TASK BRIEF:
How many lines in the listing below contain the string "sneaker"? Reply with the number alone.

INFORMATION PROVIDED:

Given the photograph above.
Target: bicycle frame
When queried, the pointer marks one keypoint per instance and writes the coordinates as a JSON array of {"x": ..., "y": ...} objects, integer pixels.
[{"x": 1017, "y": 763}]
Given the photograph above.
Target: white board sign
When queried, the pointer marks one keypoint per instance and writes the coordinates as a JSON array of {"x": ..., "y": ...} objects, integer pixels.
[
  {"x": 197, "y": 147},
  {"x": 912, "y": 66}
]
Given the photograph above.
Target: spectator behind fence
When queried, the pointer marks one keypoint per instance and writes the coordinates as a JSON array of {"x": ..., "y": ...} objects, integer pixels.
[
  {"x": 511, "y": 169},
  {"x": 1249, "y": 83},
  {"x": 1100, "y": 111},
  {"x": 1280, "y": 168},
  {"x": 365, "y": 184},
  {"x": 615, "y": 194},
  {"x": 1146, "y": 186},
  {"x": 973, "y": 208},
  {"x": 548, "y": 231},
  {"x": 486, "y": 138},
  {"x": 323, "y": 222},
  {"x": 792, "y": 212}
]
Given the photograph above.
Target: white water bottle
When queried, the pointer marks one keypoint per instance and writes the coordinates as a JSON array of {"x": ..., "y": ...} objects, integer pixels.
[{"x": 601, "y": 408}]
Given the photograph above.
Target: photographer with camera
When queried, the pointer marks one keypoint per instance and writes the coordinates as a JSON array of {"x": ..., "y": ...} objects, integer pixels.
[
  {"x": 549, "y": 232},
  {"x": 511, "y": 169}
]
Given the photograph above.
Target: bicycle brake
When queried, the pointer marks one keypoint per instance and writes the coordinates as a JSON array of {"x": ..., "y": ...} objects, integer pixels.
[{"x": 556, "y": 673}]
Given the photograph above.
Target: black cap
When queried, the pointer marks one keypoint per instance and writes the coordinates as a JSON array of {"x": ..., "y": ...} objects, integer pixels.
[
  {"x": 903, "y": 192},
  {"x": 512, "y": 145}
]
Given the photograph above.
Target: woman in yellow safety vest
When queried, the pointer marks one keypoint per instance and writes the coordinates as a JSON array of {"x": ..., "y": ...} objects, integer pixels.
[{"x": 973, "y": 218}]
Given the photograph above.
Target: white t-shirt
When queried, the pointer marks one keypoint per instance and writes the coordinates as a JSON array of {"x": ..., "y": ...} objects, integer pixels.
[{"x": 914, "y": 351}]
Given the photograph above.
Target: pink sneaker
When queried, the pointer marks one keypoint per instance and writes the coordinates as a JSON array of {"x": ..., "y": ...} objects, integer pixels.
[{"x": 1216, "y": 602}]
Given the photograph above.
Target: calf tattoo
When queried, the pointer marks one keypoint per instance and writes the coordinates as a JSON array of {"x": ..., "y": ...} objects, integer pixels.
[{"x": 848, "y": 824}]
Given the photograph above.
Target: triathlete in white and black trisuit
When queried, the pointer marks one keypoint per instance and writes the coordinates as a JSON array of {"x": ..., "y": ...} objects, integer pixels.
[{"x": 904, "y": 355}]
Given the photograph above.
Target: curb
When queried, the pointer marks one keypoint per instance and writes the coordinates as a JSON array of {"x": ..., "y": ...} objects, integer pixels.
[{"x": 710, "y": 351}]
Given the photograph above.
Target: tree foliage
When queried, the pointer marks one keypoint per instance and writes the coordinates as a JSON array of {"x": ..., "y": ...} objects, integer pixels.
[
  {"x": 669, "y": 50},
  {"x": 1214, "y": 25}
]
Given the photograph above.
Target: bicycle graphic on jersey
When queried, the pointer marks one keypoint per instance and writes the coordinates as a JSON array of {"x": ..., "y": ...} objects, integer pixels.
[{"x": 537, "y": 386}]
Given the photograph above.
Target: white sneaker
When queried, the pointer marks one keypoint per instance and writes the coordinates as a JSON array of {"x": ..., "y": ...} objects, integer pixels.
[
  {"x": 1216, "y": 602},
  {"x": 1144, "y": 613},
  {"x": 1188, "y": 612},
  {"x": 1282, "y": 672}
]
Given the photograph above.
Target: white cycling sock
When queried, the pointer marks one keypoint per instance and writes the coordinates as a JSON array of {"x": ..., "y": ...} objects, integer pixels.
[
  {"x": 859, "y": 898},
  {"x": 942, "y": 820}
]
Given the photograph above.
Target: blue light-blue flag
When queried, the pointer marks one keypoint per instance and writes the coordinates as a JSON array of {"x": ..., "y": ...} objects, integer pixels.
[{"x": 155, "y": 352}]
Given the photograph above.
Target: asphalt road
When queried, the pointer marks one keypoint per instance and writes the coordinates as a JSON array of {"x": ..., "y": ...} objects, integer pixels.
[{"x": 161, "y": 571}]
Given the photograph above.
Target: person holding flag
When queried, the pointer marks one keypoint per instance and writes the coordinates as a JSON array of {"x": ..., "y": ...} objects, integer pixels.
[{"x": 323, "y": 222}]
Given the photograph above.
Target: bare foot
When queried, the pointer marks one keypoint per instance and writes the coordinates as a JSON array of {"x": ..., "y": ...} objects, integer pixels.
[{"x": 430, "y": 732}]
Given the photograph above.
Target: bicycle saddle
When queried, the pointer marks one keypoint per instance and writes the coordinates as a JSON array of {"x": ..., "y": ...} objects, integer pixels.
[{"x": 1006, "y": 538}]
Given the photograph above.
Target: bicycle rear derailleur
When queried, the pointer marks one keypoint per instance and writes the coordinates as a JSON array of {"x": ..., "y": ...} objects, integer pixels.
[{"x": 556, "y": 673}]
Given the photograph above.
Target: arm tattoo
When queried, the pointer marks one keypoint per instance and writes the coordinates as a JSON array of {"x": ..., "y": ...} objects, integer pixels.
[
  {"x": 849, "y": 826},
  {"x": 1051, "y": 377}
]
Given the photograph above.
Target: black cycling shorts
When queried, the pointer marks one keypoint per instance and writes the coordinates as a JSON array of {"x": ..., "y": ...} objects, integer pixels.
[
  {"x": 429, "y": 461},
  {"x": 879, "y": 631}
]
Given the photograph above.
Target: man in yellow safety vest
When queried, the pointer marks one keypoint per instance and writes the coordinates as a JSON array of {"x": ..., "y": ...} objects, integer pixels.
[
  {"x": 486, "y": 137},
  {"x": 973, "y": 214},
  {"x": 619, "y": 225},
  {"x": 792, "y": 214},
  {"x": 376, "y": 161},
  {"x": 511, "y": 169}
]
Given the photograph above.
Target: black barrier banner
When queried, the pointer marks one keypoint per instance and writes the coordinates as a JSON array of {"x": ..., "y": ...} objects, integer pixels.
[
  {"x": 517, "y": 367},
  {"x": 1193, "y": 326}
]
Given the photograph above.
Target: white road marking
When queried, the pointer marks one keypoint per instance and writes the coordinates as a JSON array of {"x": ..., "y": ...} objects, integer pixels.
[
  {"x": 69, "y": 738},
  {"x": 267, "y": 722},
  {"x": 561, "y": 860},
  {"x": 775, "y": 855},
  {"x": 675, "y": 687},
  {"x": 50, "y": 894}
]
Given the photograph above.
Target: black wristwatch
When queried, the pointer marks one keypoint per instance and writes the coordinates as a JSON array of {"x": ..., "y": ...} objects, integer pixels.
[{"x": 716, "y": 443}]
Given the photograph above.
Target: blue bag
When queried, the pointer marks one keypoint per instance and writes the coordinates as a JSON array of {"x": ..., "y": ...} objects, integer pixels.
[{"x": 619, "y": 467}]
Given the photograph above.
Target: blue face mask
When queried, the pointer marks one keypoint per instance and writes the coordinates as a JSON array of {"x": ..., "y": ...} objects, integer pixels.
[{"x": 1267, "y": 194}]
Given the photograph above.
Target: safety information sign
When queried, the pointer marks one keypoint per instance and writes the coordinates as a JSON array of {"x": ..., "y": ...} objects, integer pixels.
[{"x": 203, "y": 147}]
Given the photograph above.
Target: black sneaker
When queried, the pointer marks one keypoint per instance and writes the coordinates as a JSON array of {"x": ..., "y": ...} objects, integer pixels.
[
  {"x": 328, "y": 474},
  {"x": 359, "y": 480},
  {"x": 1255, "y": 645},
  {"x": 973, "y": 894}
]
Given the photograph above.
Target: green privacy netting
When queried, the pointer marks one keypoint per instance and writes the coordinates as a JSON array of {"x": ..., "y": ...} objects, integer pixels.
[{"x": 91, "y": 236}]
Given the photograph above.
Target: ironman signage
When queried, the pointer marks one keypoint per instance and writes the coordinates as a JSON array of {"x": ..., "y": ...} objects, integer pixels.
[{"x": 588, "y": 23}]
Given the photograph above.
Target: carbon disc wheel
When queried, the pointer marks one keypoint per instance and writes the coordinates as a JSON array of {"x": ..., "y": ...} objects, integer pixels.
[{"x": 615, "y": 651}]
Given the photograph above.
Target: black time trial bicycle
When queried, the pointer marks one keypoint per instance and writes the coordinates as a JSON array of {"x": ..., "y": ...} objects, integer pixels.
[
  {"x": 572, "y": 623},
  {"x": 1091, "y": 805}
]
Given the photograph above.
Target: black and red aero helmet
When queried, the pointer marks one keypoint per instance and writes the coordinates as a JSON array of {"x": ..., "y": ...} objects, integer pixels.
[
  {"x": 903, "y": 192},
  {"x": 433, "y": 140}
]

THE SOLUTION:
3